----- FRAGMENTO PROPUESTO -----
La obra mayor de Walter Benjamin, obra frustrada como casi
todo en él, debía haber tratado sobre París y sobre la manera en que, en las
primeras décadas del siglo XIX, se desplegaba el nuevo orden del mundo. Tras su
muerte en Port Bou quedó un extenso legado disperso formado por gran variedad
de textos en diferentes estados de elaboración, fragmentos que contienen ya
todo el vigor y la erudición propios de lo poco que nos ha llegado de él ya
acabado, y otros en forma de esbozo, a veces ni siquiera eso: simples registros
de citas tomadas de los libros que tenía a su alcance en las difíciles
circunstancias de su exilio y que pensaba utilizar en su gran obra. El aliento filosófico del trabajo inconcluso de Benjamin
partía de la tesis de que “el capitalismo fue un fenómeno natural por el cual
un encantamiento nuevo, lleno de sueños, se abatió sobre Europa, acompañado de
una reactivación de las fuerzas míticas”.
El método que concibió el autor para
abordar la crítica de este fenómeno era totalmente nuevo y se servía de lo que
él llamaba “el montaje”, concepto extraído del lenguaje cinematográfico y en
virtud del cual proyectó “valorar la totalidad social a partir de sus
fragmentos, de sus hechos minúsculos, de los mismos productos de la sociedad,
lo que conducirá a percibir los monumentos de la burguesía triunfante como
ruinas, y, en suma, a descubrir en el análisis del pequeño momento singular el
cristal del evento total” [3].
-----
TAREAS PROPUESTAS:
1. Cuenta las líneas del listado que contienen la cadena "door", teniendo en cuenta mayúsculas y minúsculas. Escribe solo el número.
2. Prolonga el fragmento sobre la obra inconclusa de Walter Benjamin acerca de París a partir de su última oración.
----- LISTADO MOSTRADO -----
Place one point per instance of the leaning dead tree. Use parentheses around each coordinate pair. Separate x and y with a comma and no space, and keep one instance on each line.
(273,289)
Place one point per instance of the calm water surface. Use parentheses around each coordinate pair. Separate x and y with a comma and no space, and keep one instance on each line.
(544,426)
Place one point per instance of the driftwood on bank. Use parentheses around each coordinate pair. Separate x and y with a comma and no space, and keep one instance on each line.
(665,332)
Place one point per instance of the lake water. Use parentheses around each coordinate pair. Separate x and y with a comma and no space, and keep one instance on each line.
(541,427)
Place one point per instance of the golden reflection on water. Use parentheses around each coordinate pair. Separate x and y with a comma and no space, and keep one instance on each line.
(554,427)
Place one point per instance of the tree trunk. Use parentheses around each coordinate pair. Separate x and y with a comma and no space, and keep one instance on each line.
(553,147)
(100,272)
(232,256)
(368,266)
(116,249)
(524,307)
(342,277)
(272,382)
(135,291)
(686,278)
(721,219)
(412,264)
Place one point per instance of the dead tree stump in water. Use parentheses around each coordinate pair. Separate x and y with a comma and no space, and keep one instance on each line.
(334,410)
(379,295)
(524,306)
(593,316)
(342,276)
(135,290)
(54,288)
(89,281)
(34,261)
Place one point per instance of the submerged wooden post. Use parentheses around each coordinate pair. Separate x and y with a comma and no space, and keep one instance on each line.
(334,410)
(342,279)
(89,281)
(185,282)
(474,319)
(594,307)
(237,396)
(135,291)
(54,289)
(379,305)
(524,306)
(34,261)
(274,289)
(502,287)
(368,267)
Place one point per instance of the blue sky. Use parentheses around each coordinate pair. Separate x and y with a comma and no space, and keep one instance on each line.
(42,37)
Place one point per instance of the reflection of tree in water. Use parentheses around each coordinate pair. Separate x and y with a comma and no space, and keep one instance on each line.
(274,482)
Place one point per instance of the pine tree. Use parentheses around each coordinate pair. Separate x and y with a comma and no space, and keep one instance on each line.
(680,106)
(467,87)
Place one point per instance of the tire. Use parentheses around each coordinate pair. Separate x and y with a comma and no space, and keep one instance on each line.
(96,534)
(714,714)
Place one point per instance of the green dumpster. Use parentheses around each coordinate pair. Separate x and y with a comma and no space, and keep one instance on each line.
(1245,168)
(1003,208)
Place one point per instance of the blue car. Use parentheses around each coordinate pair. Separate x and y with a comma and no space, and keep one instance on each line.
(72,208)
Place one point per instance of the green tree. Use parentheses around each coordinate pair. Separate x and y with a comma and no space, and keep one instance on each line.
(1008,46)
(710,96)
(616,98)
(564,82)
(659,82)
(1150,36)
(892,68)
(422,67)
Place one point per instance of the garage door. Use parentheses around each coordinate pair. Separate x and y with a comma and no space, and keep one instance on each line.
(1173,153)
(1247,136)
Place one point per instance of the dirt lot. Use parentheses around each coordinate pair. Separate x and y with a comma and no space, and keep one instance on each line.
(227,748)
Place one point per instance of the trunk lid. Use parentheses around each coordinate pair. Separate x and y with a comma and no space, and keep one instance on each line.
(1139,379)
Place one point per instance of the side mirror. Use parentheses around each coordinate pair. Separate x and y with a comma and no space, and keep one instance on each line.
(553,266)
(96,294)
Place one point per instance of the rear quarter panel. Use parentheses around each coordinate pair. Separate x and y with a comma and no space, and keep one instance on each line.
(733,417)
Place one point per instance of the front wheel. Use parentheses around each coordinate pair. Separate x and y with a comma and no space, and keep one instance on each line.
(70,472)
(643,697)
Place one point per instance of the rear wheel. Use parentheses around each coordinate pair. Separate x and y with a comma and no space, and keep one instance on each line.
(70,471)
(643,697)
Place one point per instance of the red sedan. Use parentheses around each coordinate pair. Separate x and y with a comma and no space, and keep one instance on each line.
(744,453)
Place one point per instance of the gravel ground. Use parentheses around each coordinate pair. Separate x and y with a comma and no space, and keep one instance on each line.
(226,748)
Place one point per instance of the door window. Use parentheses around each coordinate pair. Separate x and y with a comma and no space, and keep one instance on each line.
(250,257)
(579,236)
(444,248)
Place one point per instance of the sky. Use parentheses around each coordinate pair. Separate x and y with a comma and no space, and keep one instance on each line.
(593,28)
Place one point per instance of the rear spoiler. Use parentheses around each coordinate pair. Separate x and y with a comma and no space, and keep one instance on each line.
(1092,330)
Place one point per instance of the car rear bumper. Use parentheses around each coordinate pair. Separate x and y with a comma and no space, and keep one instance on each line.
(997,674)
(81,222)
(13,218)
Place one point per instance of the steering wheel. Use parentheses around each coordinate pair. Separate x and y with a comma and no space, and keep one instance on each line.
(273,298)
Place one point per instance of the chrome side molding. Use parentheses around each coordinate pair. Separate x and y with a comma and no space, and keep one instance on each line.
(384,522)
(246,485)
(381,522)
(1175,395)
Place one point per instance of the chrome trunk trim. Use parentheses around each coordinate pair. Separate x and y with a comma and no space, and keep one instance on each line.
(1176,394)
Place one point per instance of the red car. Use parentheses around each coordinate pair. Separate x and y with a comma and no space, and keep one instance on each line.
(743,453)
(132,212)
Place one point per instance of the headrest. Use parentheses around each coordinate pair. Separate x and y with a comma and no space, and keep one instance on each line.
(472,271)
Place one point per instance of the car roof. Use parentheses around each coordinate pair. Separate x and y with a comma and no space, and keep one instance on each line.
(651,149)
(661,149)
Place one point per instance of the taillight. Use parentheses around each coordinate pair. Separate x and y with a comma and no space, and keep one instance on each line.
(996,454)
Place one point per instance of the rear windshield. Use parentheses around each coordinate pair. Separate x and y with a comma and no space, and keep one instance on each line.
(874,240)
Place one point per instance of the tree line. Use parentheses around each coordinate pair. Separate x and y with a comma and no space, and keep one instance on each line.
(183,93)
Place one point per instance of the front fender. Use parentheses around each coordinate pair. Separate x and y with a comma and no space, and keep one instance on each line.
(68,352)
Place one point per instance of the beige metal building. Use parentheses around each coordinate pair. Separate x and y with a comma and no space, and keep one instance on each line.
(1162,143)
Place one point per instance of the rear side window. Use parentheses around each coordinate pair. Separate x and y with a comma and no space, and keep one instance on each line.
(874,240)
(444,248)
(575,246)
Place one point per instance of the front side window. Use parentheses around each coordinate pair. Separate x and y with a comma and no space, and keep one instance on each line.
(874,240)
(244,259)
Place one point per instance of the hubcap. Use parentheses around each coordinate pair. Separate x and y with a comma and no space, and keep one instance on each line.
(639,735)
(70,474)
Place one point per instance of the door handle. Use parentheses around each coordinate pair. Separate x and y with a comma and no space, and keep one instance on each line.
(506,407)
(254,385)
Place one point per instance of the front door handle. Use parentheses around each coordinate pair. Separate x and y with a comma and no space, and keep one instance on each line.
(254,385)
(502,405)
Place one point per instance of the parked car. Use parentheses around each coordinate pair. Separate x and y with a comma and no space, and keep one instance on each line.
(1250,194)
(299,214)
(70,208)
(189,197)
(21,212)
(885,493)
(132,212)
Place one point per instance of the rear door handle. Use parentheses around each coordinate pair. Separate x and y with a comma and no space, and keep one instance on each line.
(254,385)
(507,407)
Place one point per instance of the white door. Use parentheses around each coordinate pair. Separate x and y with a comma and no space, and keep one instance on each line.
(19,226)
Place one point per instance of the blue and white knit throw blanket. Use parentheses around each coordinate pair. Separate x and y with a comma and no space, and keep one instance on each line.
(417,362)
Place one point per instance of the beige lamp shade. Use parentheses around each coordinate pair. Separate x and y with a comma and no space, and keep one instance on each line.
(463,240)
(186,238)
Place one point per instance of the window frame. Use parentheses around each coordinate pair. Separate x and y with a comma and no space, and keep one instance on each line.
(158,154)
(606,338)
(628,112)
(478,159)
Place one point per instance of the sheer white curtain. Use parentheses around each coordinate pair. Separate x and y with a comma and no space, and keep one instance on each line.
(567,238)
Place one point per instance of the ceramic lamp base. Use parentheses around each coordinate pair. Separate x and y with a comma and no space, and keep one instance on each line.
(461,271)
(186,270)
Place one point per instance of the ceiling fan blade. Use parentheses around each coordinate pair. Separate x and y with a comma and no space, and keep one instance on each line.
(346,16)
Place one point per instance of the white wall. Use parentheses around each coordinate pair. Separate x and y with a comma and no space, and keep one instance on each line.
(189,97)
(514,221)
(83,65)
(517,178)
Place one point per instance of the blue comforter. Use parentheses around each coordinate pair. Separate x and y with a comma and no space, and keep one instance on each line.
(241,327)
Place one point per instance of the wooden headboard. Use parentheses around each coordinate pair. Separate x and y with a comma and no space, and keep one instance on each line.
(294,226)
-----
RESPUESTAS POR TAREA:
1. 6

2.
Hallándose inmerso en la redacción de su obra sobre la
cultura y sociedad francesas, y ya en su exilio parisino, Benjamin recibió del
Instituto de Frankfurt el encargo de un libro sobre Baudelaire, del que en 1923
había traducido los Cuadros parisinos y el cual, en principio, debía constituir
un capítulo de su Passagen-Werk, y que sin embargo acabó convirtiéndose en una
obra independiente. Es en la primera parte de ésta, titulada La bohemia, donde
Benjamin investiga el entorno social y cultural tras la Revolución de Julio en
el que Baudelaire escribió parte de su obra y da un repaso al estado de la
prensa parisina en aquellos años.
En los inicios del siglo XIX apenas existía la competencia
periodística. Hasta la cuarta década del siglo, nos cuenta Benjamin, los
periódicos se vendían por suscripción, cuyo elevado importe (ochenta francos)
indicaba que iban dirigidos en exclusiva a las clases altas. Así, el acceso
popular a los periódicos estaba limitado al ámbito de los cafés, donde por lo
general había una manifiesta desproporción entre el número de ejemplares
disponibles y el de parroquianos deseosos de leerlos. Con el propósito de dar
satisfacción a esa demanda de noticias nace en 1836 La Presse, periódico del
periodista y político conservador Émile de Girardin, que sirvió para que el
número total de suscriptores en París pasara de 70.000 en ese año a 200.000
diez años después. Benjamin señala las tres innovaciones que puso en práctica
La Presse y que tendrían una decisiva influencia sobre toda la prensa
posterior. En primer lugar el reducido precio de la suscripción (cuarenta
francos); en segundo, y como extraordinaria novedad, la inclusión de
publicidad, la cual tenía por misión recaudar lo que dejaba de recaudarse en
concepto de suscripción; y, por último, la novela por entregas.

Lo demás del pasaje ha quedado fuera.